[Selected text]:
If you don’t have footpaths, it’s likely that you won’t have public squares in your urban space. When people are discouraged to walk and intermingle, it means they are prompted to be economical with words, in other words, to be silent. And you don’t need public squares in order to be silent. The people who can speak up need them. The public square has been associated with human noise, dialogue and debate since ancient times. Can we forget the unprecedented role such a public space played in the unique development of Greek intellectual and philosophical thought? Even here in our society public square—call it by any name; ‘Daara, Dera, Hujra, Chaupal, Autak---has been an essential element of development and stability of community life. Anybody having a doubt is recommended a visit to our traditional village.

[Supplied material]:
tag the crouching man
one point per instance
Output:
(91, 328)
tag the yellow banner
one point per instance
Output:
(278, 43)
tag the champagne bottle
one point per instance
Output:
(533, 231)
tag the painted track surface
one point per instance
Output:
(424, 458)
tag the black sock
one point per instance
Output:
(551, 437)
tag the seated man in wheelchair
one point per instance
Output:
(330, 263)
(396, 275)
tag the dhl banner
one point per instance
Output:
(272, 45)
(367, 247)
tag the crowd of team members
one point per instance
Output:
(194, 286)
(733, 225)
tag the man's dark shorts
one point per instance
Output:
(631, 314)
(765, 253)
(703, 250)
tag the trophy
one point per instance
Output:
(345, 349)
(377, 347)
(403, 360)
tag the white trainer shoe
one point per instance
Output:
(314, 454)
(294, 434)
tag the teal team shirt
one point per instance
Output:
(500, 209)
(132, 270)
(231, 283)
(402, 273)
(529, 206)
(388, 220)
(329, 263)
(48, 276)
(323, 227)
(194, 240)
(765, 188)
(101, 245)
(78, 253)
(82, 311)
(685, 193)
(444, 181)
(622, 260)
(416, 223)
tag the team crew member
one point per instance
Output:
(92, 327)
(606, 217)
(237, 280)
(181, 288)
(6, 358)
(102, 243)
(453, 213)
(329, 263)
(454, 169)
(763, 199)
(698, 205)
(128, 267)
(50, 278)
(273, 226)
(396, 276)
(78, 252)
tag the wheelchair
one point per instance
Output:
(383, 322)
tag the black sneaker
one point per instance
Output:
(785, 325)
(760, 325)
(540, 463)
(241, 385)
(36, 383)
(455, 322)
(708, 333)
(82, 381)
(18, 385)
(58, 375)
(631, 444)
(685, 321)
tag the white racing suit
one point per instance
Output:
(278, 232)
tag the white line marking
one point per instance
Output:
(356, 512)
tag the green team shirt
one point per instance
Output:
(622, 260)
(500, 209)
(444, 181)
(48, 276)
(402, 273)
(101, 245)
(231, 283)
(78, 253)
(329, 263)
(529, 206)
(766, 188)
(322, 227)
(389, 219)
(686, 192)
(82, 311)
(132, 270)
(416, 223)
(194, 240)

[Using the information]:
[A] Which local names for the public square does the passage on footpaths and public squares list?
[B] Extend the passage on footpaths and public squares beyond its final sentence, in the same voice.

[Results for the exercise]:
[A] Daara, Dera, Hujra, Chaupal, and Autak.

[B]
Each village used to have a shared public space which was common property accessible to all, even to the lowly. All matters, small and big, related to community life were put up and discussed. Routine small talk was an indulgence. Reciting folk-tales and classical poetry was part of the cultural tradition. Remember what Waris Shah says about his magnum opus? “Friends came and proposed to me, let’s make Heer’s love anew…/ Sitting in the assemblies of friends, relish of Heer’s love imbue”. Where would friends assemble? The assembly point cannot be other than a shared public space where people would gather together. It’s here at a public space where one would hear the dulcet voices of singers.

When legendry Mirza’s mother receives the terrible news that her young son has been killed by Sahiban’s brothers, this is what poet Hafiz Barkhurdar says about the wailing mother; “Wanjal Khan’s wife walked to the Dara [a public space] and cried out in pain: “You Rahmun, the son of Ilyas, [look at your] beard and the turban”. She exhorts her tribal chief to be equal to the challenge. The beard and turban are symbols of his being the leader. But the place, where he is found, is again a shared public space. So historically our urban life shows signs of regression to its primitive phase as it has eliminated the old shared open spaces which were used to be open to all without fear or favour. This has something to do with the dominance of successive dictatorial regimes in our history. The role of dialogue in public spaces is crucial for the development of democratic institutions, argues Amartya Sen in his “The Argumentative Indian”.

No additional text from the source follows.